Extracted records
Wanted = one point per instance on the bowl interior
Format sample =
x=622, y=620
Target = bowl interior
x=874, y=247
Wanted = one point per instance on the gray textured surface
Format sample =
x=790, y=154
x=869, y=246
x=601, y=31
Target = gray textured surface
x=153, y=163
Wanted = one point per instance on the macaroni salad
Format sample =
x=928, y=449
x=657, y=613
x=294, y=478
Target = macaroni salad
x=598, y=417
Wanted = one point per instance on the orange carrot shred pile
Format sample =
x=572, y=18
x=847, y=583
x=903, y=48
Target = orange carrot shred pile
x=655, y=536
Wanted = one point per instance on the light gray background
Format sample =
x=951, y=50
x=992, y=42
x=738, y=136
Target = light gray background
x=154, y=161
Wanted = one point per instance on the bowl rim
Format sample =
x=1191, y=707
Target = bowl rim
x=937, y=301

---

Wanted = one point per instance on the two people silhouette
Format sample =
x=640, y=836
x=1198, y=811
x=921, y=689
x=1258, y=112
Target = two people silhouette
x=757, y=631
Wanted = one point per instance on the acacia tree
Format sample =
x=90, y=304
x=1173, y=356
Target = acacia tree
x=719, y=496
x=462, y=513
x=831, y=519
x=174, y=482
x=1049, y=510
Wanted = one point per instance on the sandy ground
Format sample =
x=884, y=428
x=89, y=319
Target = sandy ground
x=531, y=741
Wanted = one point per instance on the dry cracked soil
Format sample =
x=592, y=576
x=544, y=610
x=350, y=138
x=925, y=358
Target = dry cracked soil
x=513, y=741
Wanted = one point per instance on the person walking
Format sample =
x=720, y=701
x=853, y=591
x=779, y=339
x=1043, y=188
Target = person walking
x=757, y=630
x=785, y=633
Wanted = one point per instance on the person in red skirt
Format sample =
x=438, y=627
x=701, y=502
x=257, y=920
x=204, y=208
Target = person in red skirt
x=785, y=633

PROMPT. Recast the stretch from the line containing "Wanted = one point per instance on the orange" through the line containing "x=937, y=301", both included, as a JSON list of strings with one string per line, leaving out any blank lines.

SOLUTION FOR THIS TASK.
[
  "Wanted = one point per instance on the orange carrot shred pile",
  "Format sample =",
  "x=572, y=18",
  "x=847, y=583",
  "x=903, y=48",
  "Target = orange carrot shred pile",
  "x=655, y=536",
  "Wanted = one point per instance on the light gray background",
  "Format sample =",
  "x=951, y=50",
  "x=992, y=42",
  "x=738, y=136",
  "Target = light gray background",
  "x=154, y=161",
  "Wanted = one point per instance on the bowl rim",
  "Format sample =",
  "x=1191, y=707",
  "Target = bowl rim",
  "x=937, y=301"
]